WORK INSTRUCTIONS: Please reproduce the lines of the records below from the one holding "Indicate every instance of the steep" through the one holding "Indicate every instance of the misty", inclusive, skipping all pictures.

Dataset entries
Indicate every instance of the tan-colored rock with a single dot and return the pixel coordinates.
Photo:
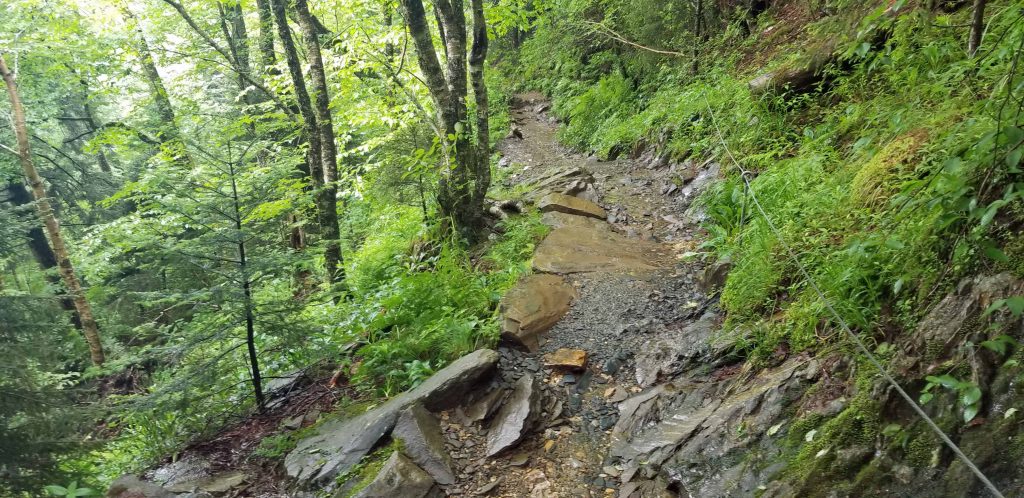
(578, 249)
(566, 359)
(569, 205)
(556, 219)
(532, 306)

* * *

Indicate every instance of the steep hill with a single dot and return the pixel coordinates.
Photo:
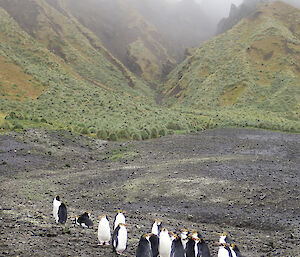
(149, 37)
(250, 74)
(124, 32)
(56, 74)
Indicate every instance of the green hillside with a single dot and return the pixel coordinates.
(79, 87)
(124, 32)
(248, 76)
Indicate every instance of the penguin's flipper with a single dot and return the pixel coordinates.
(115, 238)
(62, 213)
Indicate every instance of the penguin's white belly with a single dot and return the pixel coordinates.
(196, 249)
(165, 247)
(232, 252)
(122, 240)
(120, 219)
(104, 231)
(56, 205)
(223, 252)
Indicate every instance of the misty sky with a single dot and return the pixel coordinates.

RESPONSE BOX:
Indicate every instance of the steep hill with a single dot and return the pixel coordinates.
Photo:
(149, 37)
(250, 74)
(124, 32)
(56, 74)
Indicate every instance of the green hillside with a single dot and return the pixel coordinates.
(79, 87)
(124, 32)
(248, 76)
Indicate every instance of the penguin's flipper with a single dot and return the pixel coordinates.
(115, 238)
(62, 213)
Indicate every instance of the penguin's white belly with a single dot and return the pixel coordinates.
(196, 249)
(165, 247)
(232, 252)
(122, 240)
(120, 219)
(104, 231)
(56, 205)
(223, 252)
Indicate every instance of the misty sky with a single dot and return the pixel coordinates.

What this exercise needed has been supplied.